§ **GOAL OF THE EXERCISE**: Present the lines below as a numbered list, leaving out blank lines and any pictures.

§ **RECORDS SUPPLIED**:
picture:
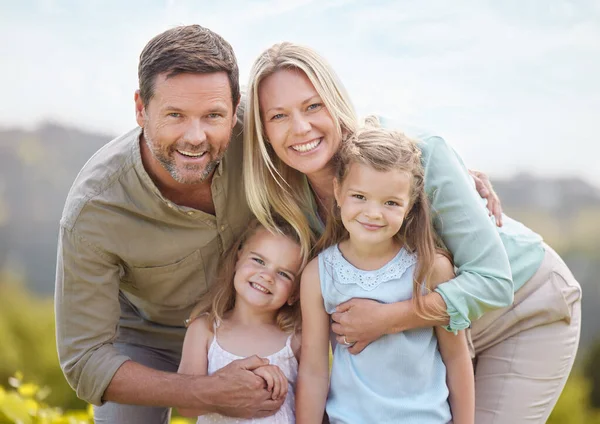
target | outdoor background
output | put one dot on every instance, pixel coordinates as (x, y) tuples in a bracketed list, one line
[(512, 85)]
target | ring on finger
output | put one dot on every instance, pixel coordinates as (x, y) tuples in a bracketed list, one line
[(347, 343)]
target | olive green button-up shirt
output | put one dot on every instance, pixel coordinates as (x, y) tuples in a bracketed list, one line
[(132, 264)]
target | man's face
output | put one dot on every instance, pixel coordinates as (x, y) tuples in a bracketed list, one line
[(187, 125)]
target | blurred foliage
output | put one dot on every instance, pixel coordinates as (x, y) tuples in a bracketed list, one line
[(25, 403), (28, 341)]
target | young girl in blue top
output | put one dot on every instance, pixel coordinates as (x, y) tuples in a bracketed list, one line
[(380, 246)]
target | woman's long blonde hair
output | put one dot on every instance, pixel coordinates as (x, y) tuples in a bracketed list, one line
[(271, 186), (221, 297), (386, 150)]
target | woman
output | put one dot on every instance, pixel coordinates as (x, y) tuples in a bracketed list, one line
[(297, 116)]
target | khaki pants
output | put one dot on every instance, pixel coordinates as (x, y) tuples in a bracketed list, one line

§ **RESPONSE TO THE TASK**:
1. picture:
2. target | outdoor background
3. output | put one dot on every instance, pixel coordinates as (x, y) tuples in a bracketed list, one line
4. [(512, 85)]
5. target | ring on finger
6. output | put one dot on every instance, pixel coordinates as (x, y) tuples in a bracketed list, one line
7. [(347, 343)]
8. target | olive green button-up shirt
9. output | put one dot on every instance, pixel coordinates as (x, y) tuples in a bracketed list, one line
10. [(132, 264)]
11. target | man's face
12. output | put one dot on every instance, pixel coordinates as (x, y) tuples in a bracketed list, one line
13. [(187, 125)]
14. target | blurred foliage
15. output | put one dot on every instance, pixel coordinates as (x, y) tuples in a bracketed list, one line
16. [(25, 403), (28, 341)]
17. target | young girl in blue top
18. output | put one dot on every instance, pixel coordinates as (x, y) tuples in a bracketed list, one line
19. [(380, 246)]
20. target | woman's long blonde hair
21. output | put one dot on every instance, pixel coordinates as (x, y) tuples in a bracketed list, one line
22. [(271, 186), (221, 297), (386, 150)]
23. target | woman
24. output | put one dot on every instance, pixel coordinates as (x, y) tuples in a bracketed list, one line
25. [(297, 116)]
26. target | khaki pants
27. output | put one dot on every instance, pixel coordinates as (x, y) tuples in a bracketed list, one line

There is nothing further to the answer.